Problem requirements: Scan the entries for "written". Every line that holds it is to be copied.

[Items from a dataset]
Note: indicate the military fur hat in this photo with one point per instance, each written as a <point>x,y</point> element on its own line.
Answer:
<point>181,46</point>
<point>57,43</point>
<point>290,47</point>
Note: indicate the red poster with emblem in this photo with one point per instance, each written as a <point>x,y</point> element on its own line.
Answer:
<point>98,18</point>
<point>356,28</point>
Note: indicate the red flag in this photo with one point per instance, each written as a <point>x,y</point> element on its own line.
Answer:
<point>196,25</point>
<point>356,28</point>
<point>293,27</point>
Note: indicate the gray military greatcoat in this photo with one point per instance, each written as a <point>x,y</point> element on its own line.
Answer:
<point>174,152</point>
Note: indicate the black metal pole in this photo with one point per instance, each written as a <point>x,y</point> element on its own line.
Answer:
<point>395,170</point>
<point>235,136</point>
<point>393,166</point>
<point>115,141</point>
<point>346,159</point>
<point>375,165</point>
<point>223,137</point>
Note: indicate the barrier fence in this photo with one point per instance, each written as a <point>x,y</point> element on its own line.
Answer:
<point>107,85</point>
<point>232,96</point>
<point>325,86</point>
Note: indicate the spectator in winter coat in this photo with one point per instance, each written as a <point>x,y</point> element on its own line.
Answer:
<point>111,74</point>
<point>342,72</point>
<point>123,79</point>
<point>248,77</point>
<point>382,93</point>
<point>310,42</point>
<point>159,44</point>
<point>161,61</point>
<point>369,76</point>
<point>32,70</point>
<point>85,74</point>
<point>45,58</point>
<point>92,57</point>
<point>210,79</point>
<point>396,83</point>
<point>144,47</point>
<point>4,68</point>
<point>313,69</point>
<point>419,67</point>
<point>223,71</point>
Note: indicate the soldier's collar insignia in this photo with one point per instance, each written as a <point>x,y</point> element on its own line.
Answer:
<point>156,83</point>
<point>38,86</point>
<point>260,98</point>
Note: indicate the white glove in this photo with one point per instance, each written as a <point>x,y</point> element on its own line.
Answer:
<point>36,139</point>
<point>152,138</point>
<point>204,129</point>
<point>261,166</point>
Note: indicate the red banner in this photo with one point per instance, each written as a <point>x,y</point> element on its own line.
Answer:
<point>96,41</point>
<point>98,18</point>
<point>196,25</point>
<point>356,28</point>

Result for this task:
Note: indicate the military fur hat in this photo with one point per instance, each written as a <point>x,y</point> element on its own line.
Note: indicate the red poster with emblem in this photo with one point per instance, each written as a <point>x,y</point> element on its own line.
Note: indicate the red flag in this photo with one point per instance, each written as a <point>x,y</point> element on its own line.
Note: indicate the gray military greatcoat in this photo with one point per instance, each written as a <point>x,y</point> element on its own line.
Note: indicate the black metal pole in this photo with one point per instance, each written as a <point>x,y</point> element on its own line.
Note: indicate the barrier fence in this photo with one point per instance, each written as a <point>x,y</point> element on its own line.
Note: indicate the spectator in winter coat in this photo with one point per instance, each written as a <point>x,y</point> element on its own line.
Note: indicate the soldier's collar insignia in this photo with one point per instance, each written as a <point>x,y</point> element on its own line.
Note: indicate the white glove in this photo with one point per instance, each written as a <point>x,y</point> element on its own line.
Note: indicate the red banner in this photo with one point per instance, each written as a <point>x,y</point> element on its own line.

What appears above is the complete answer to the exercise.